**Problem requirements**
The answer must be one number: how many lines in the records below contain the string "silhouette".

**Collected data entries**
• • •

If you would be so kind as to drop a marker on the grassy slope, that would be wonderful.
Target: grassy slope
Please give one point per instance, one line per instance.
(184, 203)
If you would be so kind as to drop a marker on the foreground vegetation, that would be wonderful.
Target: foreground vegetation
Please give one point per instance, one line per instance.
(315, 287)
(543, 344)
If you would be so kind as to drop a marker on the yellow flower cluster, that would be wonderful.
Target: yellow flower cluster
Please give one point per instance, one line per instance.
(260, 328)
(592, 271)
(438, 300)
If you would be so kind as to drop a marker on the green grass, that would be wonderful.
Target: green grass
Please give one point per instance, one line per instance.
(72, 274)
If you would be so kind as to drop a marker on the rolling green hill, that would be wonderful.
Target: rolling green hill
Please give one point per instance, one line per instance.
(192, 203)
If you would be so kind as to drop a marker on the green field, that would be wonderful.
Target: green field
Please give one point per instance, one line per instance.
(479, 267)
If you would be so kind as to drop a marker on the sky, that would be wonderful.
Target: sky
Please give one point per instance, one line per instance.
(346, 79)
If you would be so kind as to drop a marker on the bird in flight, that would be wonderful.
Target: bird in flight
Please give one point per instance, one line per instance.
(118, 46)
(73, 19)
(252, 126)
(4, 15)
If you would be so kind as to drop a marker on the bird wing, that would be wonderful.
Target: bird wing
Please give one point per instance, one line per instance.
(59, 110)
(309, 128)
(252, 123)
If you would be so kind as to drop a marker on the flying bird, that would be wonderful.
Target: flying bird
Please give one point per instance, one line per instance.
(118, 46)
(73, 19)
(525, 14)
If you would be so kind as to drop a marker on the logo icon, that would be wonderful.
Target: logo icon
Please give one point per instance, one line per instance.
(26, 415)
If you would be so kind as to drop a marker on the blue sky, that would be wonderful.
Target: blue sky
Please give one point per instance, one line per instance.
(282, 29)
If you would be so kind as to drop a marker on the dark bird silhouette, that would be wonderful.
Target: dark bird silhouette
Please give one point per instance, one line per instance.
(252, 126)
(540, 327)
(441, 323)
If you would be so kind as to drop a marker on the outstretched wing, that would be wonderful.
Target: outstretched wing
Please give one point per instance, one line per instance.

• • •

**Task result**
2